---------- TASK DATA

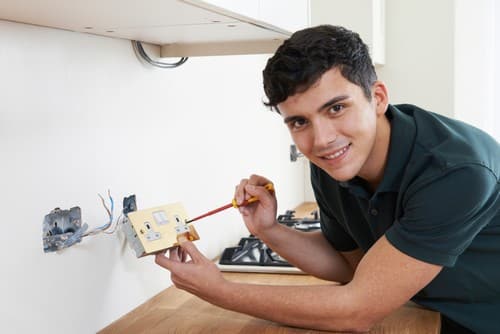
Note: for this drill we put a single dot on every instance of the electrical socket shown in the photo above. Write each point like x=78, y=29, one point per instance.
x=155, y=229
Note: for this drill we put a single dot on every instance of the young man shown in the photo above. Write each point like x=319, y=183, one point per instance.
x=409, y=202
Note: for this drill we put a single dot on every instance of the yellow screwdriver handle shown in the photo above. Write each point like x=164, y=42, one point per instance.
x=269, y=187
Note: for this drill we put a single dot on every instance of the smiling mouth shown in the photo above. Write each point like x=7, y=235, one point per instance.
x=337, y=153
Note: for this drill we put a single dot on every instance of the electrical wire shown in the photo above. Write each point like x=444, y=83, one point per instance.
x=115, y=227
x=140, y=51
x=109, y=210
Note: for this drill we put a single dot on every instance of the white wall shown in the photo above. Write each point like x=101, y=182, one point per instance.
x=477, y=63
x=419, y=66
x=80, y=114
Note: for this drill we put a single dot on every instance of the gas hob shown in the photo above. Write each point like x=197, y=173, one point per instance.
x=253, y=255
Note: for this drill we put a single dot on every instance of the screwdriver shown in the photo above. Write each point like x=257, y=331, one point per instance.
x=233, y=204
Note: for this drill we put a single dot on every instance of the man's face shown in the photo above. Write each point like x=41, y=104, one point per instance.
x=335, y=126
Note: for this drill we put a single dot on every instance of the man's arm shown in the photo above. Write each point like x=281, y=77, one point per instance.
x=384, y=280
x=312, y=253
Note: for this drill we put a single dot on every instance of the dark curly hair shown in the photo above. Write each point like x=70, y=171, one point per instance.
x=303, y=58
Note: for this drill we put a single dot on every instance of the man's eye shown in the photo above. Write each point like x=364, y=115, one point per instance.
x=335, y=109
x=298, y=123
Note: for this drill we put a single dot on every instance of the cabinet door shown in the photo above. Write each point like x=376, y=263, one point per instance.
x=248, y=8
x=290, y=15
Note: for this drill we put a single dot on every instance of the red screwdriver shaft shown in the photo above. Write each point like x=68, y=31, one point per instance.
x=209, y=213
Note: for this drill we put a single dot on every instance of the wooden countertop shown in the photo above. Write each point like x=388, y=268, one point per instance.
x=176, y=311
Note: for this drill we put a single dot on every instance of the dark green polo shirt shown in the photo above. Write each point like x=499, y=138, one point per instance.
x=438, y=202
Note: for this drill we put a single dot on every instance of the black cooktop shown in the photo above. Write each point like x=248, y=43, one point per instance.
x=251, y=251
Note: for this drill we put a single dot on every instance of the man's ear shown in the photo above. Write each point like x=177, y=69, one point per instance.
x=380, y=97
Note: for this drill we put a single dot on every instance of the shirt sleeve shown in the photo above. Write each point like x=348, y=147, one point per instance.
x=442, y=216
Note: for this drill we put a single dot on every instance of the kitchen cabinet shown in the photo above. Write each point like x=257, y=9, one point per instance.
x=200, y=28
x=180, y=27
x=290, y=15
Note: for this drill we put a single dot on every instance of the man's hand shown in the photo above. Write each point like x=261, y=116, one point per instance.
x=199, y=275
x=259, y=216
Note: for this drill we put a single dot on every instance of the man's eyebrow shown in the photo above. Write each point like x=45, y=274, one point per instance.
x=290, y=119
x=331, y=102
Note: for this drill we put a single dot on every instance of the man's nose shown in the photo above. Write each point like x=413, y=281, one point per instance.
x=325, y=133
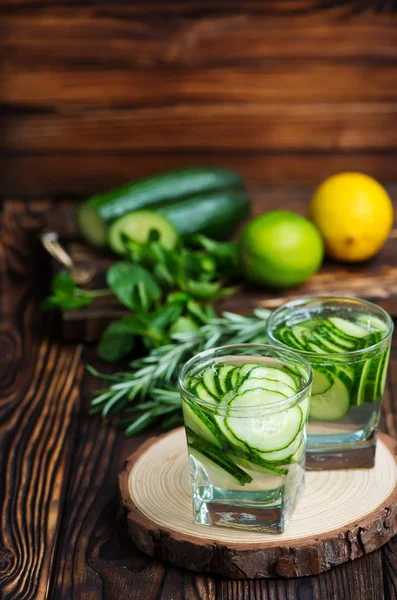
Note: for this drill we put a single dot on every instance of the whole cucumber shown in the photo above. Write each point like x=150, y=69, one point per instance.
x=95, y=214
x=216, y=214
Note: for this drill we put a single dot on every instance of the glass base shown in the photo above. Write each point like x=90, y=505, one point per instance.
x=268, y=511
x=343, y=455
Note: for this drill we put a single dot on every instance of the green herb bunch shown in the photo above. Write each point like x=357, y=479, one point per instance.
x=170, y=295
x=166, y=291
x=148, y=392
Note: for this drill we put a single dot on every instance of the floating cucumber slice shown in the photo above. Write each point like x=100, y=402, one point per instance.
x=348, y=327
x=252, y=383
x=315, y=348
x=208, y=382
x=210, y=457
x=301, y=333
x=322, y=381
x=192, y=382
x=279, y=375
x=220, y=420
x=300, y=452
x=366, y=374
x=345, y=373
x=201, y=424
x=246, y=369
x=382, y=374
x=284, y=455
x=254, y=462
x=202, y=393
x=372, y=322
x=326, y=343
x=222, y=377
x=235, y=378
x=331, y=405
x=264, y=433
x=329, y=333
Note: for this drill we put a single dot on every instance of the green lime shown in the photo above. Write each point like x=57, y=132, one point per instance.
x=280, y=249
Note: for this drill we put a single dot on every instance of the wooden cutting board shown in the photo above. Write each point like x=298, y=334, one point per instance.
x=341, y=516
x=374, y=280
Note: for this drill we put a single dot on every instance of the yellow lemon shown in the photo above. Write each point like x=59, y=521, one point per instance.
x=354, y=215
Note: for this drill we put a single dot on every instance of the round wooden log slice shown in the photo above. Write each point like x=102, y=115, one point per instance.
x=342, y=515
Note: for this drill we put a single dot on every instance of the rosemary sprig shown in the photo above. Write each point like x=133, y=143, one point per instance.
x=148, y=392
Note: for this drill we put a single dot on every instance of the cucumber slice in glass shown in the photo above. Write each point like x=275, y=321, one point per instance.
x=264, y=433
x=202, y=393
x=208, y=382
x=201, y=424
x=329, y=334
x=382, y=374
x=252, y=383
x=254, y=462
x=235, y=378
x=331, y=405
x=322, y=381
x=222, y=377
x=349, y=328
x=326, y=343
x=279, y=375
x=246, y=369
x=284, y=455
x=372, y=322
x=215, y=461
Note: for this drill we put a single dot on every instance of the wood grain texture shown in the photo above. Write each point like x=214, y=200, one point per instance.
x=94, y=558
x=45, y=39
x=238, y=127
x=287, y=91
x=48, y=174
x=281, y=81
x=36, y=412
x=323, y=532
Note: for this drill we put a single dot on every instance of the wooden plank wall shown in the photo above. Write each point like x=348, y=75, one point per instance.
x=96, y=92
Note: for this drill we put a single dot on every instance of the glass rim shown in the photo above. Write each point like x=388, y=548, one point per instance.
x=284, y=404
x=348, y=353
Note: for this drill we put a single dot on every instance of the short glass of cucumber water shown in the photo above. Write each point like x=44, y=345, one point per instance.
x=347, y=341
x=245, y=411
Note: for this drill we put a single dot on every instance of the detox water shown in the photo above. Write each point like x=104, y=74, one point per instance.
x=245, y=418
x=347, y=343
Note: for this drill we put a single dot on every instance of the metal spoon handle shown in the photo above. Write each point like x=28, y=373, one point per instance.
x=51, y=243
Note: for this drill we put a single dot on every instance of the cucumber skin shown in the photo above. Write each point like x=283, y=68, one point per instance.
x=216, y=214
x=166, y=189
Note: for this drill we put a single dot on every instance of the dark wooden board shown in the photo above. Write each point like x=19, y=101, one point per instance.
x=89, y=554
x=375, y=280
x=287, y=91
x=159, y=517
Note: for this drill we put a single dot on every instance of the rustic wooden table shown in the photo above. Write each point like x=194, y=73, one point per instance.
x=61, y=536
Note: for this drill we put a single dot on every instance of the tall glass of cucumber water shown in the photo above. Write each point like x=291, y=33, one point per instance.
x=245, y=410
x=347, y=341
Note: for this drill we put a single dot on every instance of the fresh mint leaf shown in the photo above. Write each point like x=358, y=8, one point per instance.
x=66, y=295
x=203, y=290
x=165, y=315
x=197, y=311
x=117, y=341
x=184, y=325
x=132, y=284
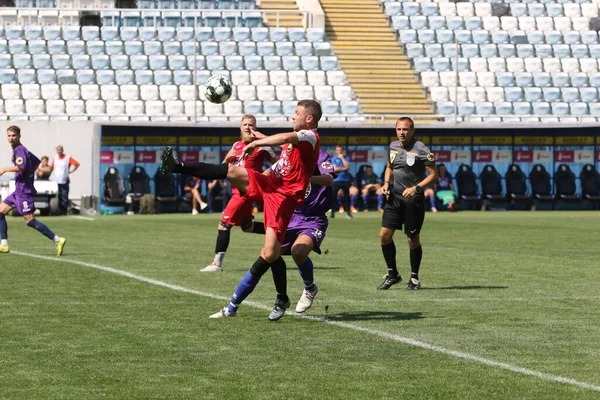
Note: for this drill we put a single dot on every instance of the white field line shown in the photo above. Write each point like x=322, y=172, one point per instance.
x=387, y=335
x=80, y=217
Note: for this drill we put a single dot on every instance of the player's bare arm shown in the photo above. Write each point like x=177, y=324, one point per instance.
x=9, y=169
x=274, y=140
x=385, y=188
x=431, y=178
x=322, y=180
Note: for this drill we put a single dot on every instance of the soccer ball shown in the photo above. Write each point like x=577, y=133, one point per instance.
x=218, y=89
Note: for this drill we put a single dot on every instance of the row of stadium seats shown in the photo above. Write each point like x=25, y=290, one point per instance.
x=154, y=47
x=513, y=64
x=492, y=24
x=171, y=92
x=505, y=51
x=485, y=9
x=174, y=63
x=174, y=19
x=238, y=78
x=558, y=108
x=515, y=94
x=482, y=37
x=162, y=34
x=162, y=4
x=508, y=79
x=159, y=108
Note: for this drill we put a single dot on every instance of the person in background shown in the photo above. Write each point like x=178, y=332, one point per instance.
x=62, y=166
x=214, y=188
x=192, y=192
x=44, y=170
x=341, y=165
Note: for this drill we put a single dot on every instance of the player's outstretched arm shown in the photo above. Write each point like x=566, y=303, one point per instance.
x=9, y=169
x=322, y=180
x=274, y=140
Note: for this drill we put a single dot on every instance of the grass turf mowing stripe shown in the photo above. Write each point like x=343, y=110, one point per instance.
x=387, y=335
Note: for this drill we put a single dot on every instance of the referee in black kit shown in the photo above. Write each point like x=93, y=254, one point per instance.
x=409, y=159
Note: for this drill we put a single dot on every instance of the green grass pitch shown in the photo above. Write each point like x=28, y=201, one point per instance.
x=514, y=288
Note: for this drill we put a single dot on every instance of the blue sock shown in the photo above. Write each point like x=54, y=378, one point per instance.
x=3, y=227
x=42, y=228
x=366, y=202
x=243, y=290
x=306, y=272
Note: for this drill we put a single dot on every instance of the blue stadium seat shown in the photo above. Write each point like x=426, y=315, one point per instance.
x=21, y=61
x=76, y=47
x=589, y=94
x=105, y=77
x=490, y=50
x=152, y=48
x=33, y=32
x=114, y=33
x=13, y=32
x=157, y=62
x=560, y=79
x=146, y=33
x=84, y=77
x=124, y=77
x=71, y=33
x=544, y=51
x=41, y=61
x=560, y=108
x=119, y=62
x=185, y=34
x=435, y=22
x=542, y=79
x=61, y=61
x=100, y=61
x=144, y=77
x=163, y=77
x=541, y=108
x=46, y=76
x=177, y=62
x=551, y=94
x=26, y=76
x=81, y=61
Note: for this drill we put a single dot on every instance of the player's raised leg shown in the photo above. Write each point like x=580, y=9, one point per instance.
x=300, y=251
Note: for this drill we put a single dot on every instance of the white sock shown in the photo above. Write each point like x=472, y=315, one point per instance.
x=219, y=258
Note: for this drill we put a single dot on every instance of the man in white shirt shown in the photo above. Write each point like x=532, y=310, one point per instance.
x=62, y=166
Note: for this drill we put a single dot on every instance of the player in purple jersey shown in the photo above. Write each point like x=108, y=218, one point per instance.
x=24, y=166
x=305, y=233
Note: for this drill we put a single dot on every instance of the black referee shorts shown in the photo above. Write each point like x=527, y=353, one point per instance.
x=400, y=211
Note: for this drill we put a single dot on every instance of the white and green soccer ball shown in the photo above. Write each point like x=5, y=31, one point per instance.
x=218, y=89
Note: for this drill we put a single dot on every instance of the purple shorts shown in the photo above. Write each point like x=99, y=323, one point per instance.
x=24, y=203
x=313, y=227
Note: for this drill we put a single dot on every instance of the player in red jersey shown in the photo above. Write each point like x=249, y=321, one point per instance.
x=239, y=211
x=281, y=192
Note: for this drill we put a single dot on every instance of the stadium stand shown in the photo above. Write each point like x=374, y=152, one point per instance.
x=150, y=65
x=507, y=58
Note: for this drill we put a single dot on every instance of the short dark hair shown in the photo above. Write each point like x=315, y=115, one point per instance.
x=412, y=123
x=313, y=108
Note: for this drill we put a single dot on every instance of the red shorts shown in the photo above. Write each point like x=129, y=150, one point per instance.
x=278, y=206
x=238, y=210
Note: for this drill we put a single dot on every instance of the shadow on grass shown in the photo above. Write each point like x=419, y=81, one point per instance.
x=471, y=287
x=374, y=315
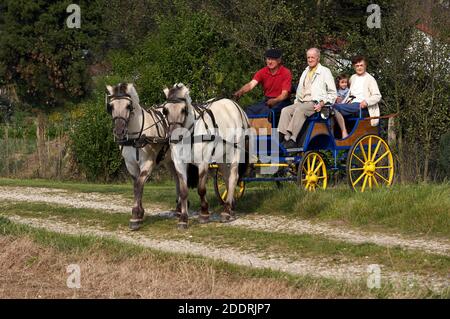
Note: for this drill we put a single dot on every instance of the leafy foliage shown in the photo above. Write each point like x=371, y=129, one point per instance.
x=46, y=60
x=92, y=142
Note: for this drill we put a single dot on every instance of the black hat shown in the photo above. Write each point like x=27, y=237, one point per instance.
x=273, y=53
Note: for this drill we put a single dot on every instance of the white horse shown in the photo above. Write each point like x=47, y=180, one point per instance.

--------------------

AIM: Update everything from the line containing "y=201, one point per instance." down to the line containing "x=306, y=272" above by changing "blue sock" to "navy sock" and leaving everything else as it is. Return only those lines.

FINISHED EXERCISE:
Note: for this drill we put a single dot on every instance of the green grass pitch shown in the photo above. Write each point like x=28, y=201, one point per instance.
x=514, y=288
Note: for this drill we put a single dot on every instance of the navy sock shown in the photo above. Write each point like x=54, y=378, one point per instance.
x=3, y=227
x=42, y=228
x=366, y=202
x=243, y=290
x=306, y=272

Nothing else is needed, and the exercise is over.